From the first line of the records below, transcribe each line exactly up to and including the one with "x=883 y=478"; pictures stay out.

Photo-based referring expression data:
Start of Block
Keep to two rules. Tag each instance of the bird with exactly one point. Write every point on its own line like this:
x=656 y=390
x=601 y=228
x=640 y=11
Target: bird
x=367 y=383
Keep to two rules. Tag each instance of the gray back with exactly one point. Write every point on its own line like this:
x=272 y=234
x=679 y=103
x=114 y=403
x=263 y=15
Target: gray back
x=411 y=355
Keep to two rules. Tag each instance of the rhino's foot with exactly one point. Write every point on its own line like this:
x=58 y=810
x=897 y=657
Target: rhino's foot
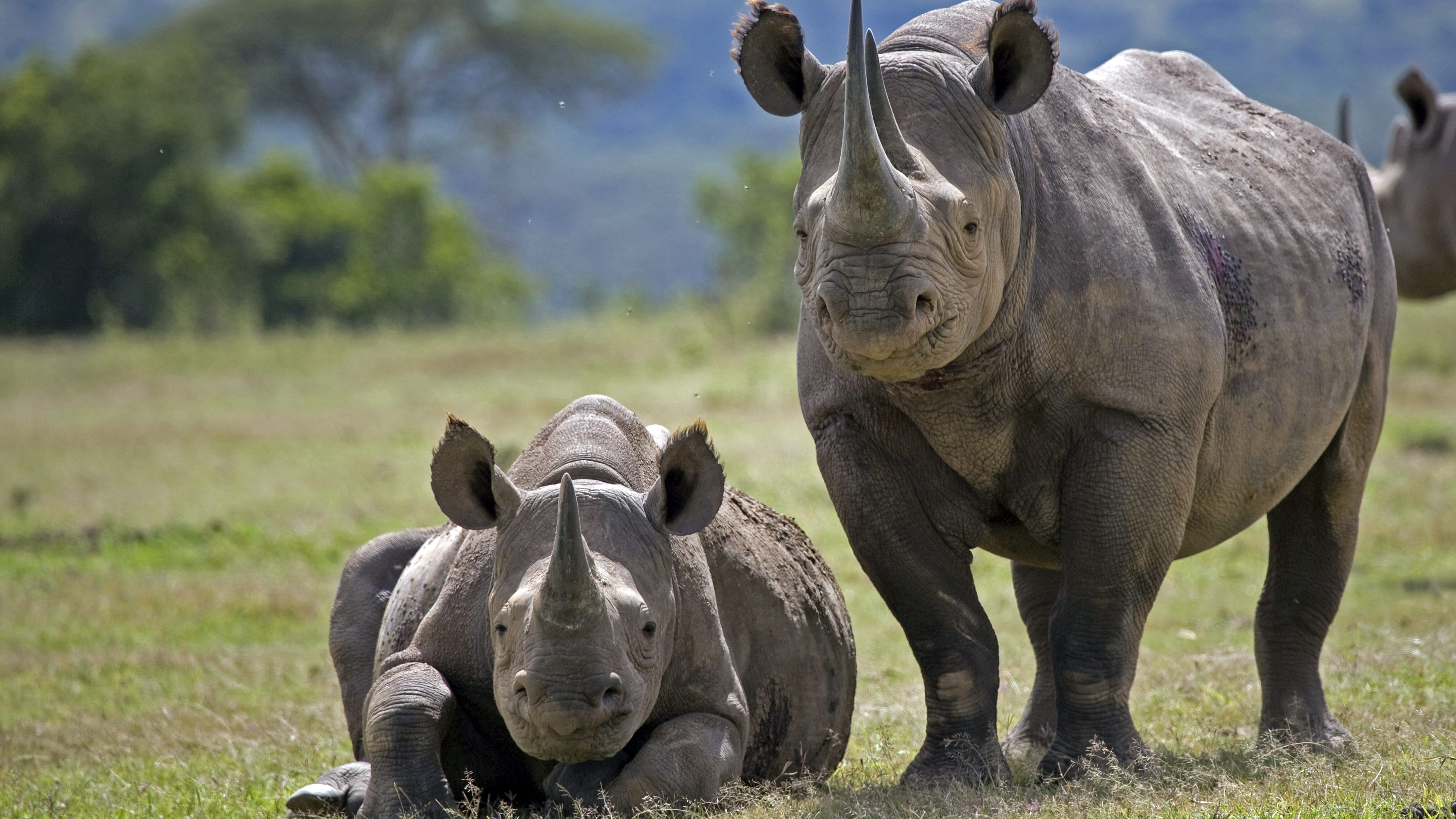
x=957 y=760
x=1308 y=732
x=1027 y=745
x=584 y=783
x=340 y=791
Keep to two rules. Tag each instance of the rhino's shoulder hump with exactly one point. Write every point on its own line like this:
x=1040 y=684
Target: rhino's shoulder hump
x=751 y=543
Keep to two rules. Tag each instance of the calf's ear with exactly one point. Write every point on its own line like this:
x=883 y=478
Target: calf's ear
x=769 y=48
x=469 y=487
x=1419 y=97
x=691 y=483
x=1020 y=57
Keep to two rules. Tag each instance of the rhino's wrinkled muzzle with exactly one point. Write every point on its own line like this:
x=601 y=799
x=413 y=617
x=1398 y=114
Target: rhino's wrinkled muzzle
x=880 y=324
x=571 y=709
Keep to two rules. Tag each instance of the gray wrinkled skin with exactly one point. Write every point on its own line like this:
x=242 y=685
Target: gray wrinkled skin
x=634 y=630
x=1417 y=187
x=1115 y=320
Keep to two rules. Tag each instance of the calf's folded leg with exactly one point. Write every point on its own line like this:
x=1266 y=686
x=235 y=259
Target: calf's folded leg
x=405 y=721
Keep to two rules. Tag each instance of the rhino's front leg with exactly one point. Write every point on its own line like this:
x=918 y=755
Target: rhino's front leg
x=405 y=719
x=686 y=758
x=1126 y=498
x=910 y=525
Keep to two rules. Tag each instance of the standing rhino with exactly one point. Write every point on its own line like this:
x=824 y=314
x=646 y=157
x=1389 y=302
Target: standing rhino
x=606 y=621
x=1088 y=323
x=1417 y=187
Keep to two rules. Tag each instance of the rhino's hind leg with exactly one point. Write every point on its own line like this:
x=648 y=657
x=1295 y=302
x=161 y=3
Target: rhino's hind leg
x=340 y=791
x=1312 y=546
x=1033 y=735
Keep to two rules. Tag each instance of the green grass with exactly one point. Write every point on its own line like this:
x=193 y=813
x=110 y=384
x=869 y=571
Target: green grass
x=174 y=515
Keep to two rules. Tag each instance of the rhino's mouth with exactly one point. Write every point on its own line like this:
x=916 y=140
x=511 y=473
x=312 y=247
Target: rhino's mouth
x=583 y=745
x=931 y=350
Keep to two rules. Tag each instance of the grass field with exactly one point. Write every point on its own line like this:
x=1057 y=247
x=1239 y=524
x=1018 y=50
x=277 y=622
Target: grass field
x=174 y=515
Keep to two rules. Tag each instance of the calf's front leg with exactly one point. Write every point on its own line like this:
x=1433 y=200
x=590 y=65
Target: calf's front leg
x=686 y=758
x=405 y=721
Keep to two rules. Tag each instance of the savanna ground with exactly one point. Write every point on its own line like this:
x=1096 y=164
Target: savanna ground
x=174 y=515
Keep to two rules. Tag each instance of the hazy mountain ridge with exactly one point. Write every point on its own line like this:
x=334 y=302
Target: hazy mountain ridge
x=605 y=196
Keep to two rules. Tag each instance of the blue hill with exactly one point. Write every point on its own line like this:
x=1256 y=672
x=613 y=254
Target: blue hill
x=603 y=196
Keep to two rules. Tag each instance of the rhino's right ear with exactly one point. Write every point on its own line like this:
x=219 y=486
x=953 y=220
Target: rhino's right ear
x=1021 y=54
x=769 y=48
x=691 y=483
x=469 y=487
x=1419 y=97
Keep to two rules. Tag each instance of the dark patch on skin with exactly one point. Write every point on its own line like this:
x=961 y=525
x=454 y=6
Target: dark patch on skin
x=1229 y=282
x=768 y=726
x=1350 y=269
x=933 y=381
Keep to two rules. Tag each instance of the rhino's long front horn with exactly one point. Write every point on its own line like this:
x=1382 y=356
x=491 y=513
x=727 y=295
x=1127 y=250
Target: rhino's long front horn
x=571 y=592
x=871 y=202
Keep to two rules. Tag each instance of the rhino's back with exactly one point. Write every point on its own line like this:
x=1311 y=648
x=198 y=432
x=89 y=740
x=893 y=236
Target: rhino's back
x=788 y=630
x=415 y=592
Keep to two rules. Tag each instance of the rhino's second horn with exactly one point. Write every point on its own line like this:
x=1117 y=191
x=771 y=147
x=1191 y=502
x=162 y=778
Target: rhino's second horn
x=873 y=202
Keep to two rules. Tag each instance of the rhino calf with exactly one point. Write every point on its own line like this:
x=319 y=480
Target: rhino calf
x=606 y=623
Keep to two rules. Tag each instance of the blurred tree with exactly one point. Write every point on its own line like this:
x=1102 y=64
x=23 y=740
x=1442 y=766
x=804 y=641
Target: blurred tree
x=110 y=210
x=388 y=251
x=753 y=216
x=372 y=78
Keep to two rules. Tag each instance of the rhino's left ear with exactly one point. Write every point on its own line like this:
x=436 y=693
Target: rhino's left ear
x=1020 y=57
x=769 y=48
x=469 y=487
x=691 y=484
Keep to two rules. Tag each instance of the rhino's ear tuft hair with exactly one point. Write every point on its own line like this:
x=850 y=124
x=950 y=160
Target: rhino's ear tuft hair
x=691 y=484
x=1419 y=97
x=769 y=50
x=1020 y=57
x=469 y=487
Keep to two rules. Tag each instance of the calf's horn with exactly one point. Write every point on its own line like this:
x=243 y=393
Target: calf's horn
x=871 y=202
x=571 y=592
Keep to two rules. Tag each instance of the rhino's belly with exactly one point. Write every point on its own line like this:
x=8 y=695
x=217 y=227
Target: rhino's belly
x=415 y=592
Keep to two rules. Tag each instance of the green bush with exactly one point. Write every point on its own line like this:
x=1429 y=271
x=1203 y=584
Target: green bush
x=110 y=209
x=114 y=212
x=391 y=250
x=753 y=216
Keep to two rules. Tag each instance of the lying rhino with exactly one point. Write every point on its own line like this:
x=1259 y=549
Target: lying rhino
x=608 y=621
x=1417 y=187
x=1088 y=323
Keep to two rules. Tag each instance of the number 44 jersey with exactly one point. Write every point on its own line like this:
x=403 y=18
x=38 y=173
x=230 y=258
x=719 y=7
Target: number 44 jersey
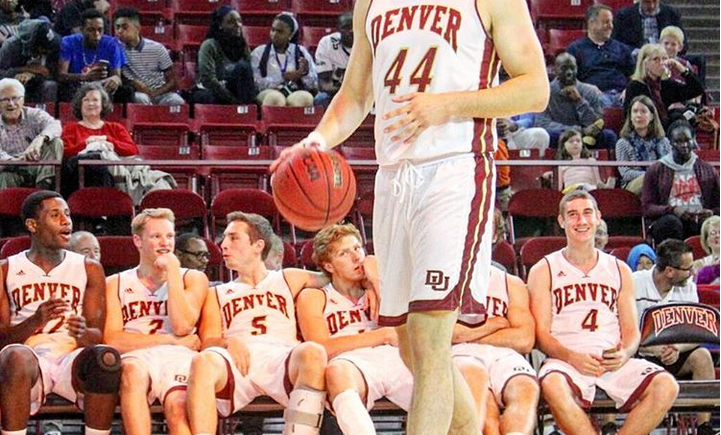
x=432 y=47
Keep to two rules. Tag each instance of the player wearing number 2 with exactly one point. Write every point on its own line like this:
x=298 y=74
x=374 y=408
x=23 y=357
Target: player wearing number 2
x=586 y=323
x=152 y=312
x=433 y=81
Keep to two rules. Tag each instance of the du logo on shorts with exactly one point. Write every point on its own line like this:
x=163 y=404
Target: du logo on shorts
x=437 y=280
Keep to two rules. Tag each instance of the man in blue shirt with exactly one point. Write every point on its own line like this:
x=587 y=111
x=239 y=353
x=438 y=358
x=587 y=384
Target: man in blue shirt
x=602 y=61
x=91 y=56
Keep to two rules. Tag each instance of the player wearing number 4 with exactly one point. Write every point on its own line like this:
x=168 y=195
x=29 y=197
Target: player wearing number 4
x=152 y=313
x=586 y=323
x=434 y=84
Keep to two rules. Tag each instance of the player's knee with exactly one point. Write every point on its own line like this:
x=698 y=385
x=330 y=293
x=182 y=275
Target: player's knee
x=98 y=368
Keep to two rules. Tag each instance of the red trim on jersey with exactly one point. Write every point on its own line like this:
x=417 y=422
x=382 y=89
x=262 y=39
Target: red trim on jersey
x=633 y=398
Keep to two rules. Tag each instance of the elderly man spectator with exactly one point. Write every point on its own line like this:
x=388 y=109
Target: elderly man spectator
x=574 y=104
x=26 y=134
x=32 y=58
x=680 y=190
x=149 y=69
x=602 y=61
x=670 y=281
x=91 y=56
x=331 y=59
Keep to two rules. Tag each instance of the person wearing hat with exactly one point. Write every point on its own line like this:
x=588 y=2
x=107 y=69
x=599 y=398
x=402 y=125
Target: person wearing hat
x=284 y=70
x=32 y=58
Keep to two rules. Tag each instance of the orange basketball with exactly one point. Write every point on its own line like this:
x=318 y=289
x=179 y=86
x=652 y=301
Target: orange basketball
x=314 y=189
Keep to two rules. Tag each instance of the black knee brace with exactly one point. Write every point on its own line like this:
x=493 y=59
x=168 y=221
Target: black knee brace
x=98 y=367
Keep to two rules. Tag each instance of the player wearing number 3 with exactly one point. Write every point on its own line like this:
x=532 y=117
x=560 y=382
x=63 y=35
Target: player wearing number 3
x=586 y=323
x=431 y=69
x=152 y=313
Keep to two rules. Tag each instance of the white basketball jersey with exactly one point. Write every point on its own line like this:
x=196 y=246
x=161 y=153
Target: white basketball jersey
x=144 y=311
x=496 y=300
x=584 y=306
x=263 y=313
x=28 y=286
x=343 y=316
x=436 y=46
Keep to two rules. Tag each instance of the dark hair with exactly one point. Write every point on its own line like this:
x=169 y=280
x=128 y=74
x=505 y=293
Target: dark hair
x=91 y=14
x=129 y=13
x=33 y=202
x=561 y=153
x=77 y=102
x=291 y=22
x=680 y=123
x=669 y=252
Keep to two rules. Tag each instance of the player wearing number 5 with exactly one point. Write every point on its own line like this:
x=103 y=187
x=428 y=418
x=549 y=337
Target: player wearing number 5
x=152 y=313
x=434 y=84
x=586 y=323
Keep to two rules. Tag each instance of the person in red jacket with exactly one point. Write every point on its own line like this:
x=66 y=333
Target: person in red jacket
x=680 y=190
x=91 y=138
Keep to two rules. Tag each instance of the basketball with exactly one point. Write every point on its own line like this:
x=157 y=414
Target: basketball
x=314 y=189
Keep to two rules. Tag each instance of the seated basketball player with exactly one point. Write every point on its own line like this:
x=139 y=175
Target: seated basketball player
x=152 y=312
x=583 y=302
x=250 y=342
x=365 y=363
x=51 y=316
x=491 y=346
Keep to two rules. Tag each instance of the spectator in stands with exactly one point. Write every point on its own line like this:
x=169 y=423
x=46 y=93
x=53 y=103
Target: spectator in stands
x=69 y=19
x=669 y=281
x=709 y=243
x=91 y=56
x=90 y=136
x=680 y=190
x=32 y=58
x=574 y=104
x=602 y=60
x=571 y=147
x=27 y=134
x=85 y=243
x=149 y=69
x=642 y=140
x=652 y=78
x=9 y=19
x=641 y=257
x=641 y=23
x=224 y=72
x=192 y=251
x=284 y=70
x=331 y=59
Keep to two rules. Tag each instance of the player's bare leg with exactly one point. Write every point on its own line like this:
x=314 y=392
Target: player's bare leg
x=347 y=393
x=652 y=406
x=521 y=398
x=208 y=375
x=134 y=385
x=438 y=396
x=18 y=373
x=176 y=416
x=568 y=414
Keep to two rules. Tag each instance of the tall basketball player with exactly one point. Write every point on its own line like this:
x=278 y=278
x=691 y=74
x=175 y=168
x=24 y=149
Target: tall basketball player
x=52 y=310
x=434 y=83
x=586 y=323
x=152 y=312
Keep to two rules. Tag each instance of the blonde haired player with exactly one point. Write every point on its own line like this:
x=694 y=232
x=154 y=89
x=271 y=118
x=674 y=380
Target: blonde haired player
x=152 y=312
x=584 y=305
x=433 y=79
x=365 y=363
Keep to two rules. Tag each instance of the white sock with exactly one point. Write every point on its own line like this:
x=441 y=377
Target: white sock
x=90 y=431
x=304 y=412
x=352 y=415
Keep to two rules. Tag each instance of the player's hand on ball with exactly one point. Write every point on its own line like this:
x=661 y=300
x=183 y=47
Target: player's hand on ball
x=420 y=111
x=240 y=354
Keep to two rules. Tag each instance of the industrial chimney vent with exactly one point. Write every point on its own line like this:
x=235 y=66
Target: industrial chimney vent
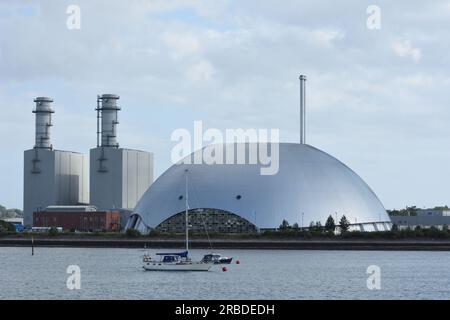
x=107 y=110
x=43 y=111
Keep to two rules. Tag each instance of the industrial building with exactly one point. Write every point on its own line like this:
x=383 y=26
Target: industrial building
x=118 y=176
x=424 y=218
x=113 y=180
x=309 y=186
x=51 y=177
x=77 y=218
End of Block
[SOLUTION FOR THIS EXERCISE]:
Keep to two rules. Tag each instance of the bird with exactly one point. Write every point on its own line like this:
x=656 y=390
x=601 y=228
x=640 y=11
Target: bird
x=367 y=383
Keep to two rules. Tag each instance of the gray back with exactly one point. Write every point on its own line like this:
x=272 y=234
x=679 y=103
x=114 y=403
x=263 y=15
Target: gray back
x=411 y=355
Keep to two rules. Tag each instance of the rhino's foot with exactly one point. Write every point on its own line like this:
x=58 y=810
x=897 y=657
Target: rhino's foot
x=957 y=760
x=1308 y=732
x=1027 y=745
x=584 y=783
x=340 y=791
Keep to two rules. Tag each instance of the rhino's shoulder hump with exactly one point. Write every point on its own line like this:
x=1040 y=684
Target: rhino's shoulder hump
x=751 y=543
Keep to two rules. Tag each instance of the calf's ear with exactly one point. Write every point on its own line like this:
x=883 y=478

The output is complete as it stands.